Tugas Pengerjaan =
1) Jawablah pertanyaan berikut berdasarkan bacaan tentang saham PT Freeport.
(a) Siapa yang melaporkan perbincangan itu ke Mahkamah Kehormatan Dewan?
(b) Pada tahun berapa Kontrak Karya PT Freeport berakhir?
(c) Ketentuan UUD 1945 mana yang disebut terkait erat dengan kepemilikan saham?
2) Sebutkan semua masalah substansial tentang PT Freeport yang menurut bacaan tentang saham PT Freeport harus terus dikawal oleh rakyat Indonesia.
3) Teruskan bacaan tentang saham PT Freeport mulai setelah kalimat terakhirnya.

ASSALAMU'ALAIKUM WR.WB.
SELAMAT DATANG DI BLOG PEMIKIRANREDI
"MENAWARKAN PERSPEKTIF KRITIS MELALUI PERPADUAN FILSAFAT, TEORI, DAN DOGMATIKA"

Minggu, 24 Januari 2016

KOIN RAKYAT UNTUK SAHAM PT FREEPORT



Dr. Ahmad Redi, S.H.,M.H
(Pengajar FH UNTAR, Pengamat Hukum Sumber Daya Alam, Presidium Kaukus Muda Alumni UNDIP)



Beberapa hari ini publik dikejutkan oleh berita laporan Menteri Energi dan Sumber Daya Mineral, Sudirman Said ke Mahkamah Kehormatan Dewan (MKD) mengenai perbincangan yang diduga antara Ketua DPR RI Setya Novanto dengan Presiden Direktur PT Freeport Indonesia Maroef Sjamsudin dan seorang pengusaha berinisial R. Perbincangan tersebut bersisi substansi mengenai permintaan jatah saham PT Freeport yang akan diberikan kepada Presiden Jokowi dan Wakil Presiden Jusuf Kalla.
Hingar bingar pemberitaan mengenai permintaan jatah saham dan catutan nama Presiden dan Wakil Presiden serta dugaan pelanggaran etis tersebut tentu tidak boleh mengaburkan isu sentral yang menjadi persoalan PT Freeport saat ini. Setidaknya ada beberapa masalah substansial yang harus terus dikawal oleh rakyat Indonesia mengenai eksistensi PT Freeport di Indonesia akhir-akhir ini, yaitu persoalan divestasi saham, persoalan kewajiban pemurnian hasil tambang di dalam negeri termasuk pembangunan smelter, dan isu perpanjangan Kontrak Karya (KK) pasca-berakhirnya KK tahun 2021. Tulisan ini akan mengupas mengenai kewajiban divestasi saham PT Freeport yang sangat penting dikaji dibanding soal bumbu-bumbu politik terkait dugaan pelanggaran etis oleh Setya Novanto.

PT Freeport Tidak Taat Kontrak Karya
Kepemilikan saham oleh Indonesia, khususnya Pemerintah Indonesia menjadi sangat penting bagi penciptaan sebesar-besar kemakmuran bagi Indonesia. Persoalan divestasi saham PT Freeport sangat penting karena melalui kepemilikan saham PT Freeport oleh Indonesia maka akan terjadi peralihan manfaat dan peralihan kontrol dari PT Freeport ke Pemerintah Indonesia. Kepemilikan saham ini terkait erat dengan amanat Pasal 33 ayat (3) UUD 1945.

Daftar Data =
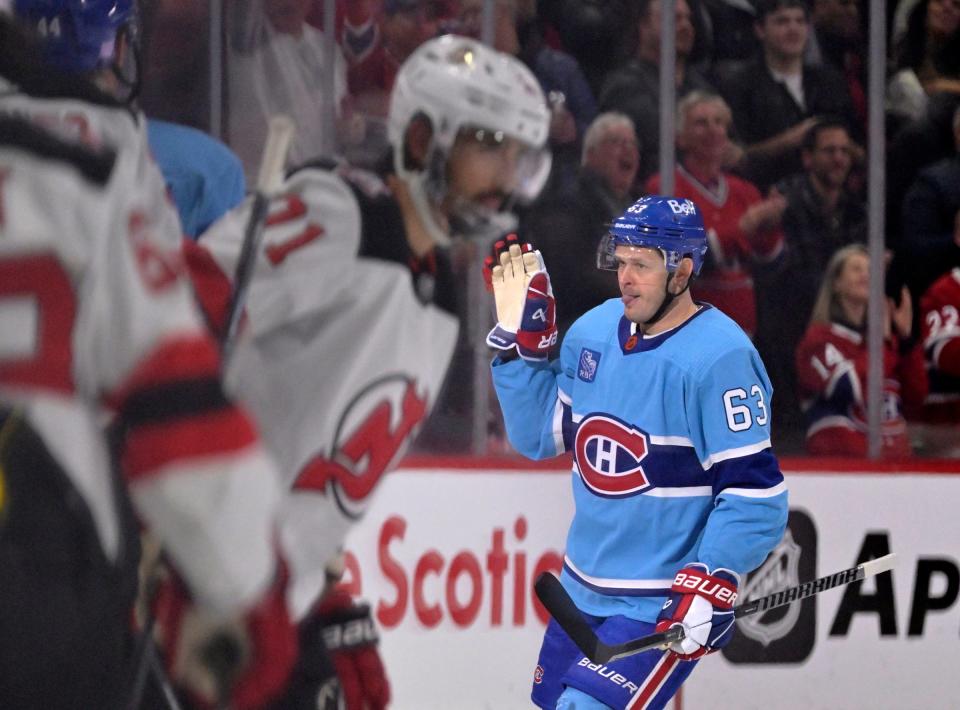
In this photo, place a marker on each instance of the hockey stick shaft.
(280, 134)
(555, 598)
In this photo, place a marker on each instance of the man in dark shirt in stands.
(821, 216)
(775, 98)
(634, 89)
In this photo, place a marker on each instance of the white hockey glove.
(702, 602)
(526, 309)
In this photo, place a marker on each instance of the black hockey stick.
(555, 598)
(279, 136)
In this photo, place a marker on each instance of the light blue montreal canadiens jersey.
(670, 436)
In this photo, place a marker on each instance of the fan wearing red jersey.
(832, 364)
(940, 335)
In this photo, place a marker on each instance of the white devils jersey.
(347, 343)
(107, 125)
(97, 322)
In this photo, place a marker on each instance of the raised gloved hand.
(526, 309)
(703, 604)
(351, 639)
(245, 659)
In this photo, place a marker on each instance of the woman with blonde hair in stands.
(832, 363)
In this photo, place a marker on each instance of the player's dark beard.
(469, 217)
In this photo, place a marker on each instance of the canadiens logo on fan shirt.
(589, 360)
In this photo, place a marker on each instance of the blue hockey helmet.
(671, 224)
(78, 35)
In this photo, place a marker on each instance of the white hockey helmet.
(459, 83)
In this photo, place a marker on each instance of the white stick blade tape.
(881, 564)
(280, 132)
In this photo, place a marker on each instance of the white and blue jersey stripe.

Kunci Jawaban =
1)
(a) Menteri Energi dan Sumber Daya Mineral, Sudirman Said.
(b) Tahun 2021.
(c) Pasal 33 ayat (3) UUD 1945.

2)
1. Persoalan divestasi saham.
2. Persoalan kewajiban pemurnian hasil tambang di dalam negeri, termasuk pembangunan smelter.
3. Isu perpanjangan Kontrak Karya (KK) pasca-berakhirnya KK tahun 2021.

3)
PT Freeport Indonesia dikenai kewajiban divestasi saham sebagaimana diatur dalam Pasal 24 ayat (2) dan ayat (3) KK antara Pemerintah Indonesia dengan PT Freeport Indonesia. Dalam Pasal 24 ayat (2) KK dinyatakan bahwa: “Sewaktu-waktu selama jangka waktu yang telah ditetapkan dalam Pasal ini, perusahaan akan menawarkan untuk dijual atau menyuruh menawarkan untuk dijual saham-saham dari modal saham perusahaan guna mendukung kebijaksanaan Pemerintah Indonesia dalam mendorong kepemilikan perusahaan-perusahaan Indonesia oleh Pihak Nasional Indonesia, sebagaimana diatur dalam ayat 2 Pasal 24 ini. Untuk tujuan ayat (2) Pasal 24, istilah “Pihak Nasional Indonesia” berarti warga negara Indonesia, Badan Hukum Indonesua yang sah yang dikuasai oleh warga negara Indonesia, atau Pemerintah Republik Indonesia”.

Selanjutnya dalam Pasal 24 ayat (2) huruf a dinyatakan bahwa sepanjang dapat dilaksanakan sesegera mungkin setelah tanggal panandatanganan KK, dimulai pada tahun kelima sejak tanggal penandatangan KK dan paling lambat sepuluh tahun sejak penandatangan KK, PT Freeport harus menawarkan penjualan saham ke Bursa Efek Jakarta (sekarang Bursa Efek Indonesia) atau cara lain kepada Pihak Nasional Indonesia, dalam jumlah saham mencapai 10% dari modal saham PT Freeport yang diterbitkan. Selanjutnya dalam Pasal 24 ayat (2) huruf b dinyatakan sepuluh tahun sejak KK ditandatangani bahwa PT Freeport harus mendivestasikan sahamnya 2.5% pertahun sampai dengan 25% melalui Bursa Saham dan menawarkan sahamnya sebesar 20% tidak melalui Bursa Saham kepada Pihak Nasional Indonesia.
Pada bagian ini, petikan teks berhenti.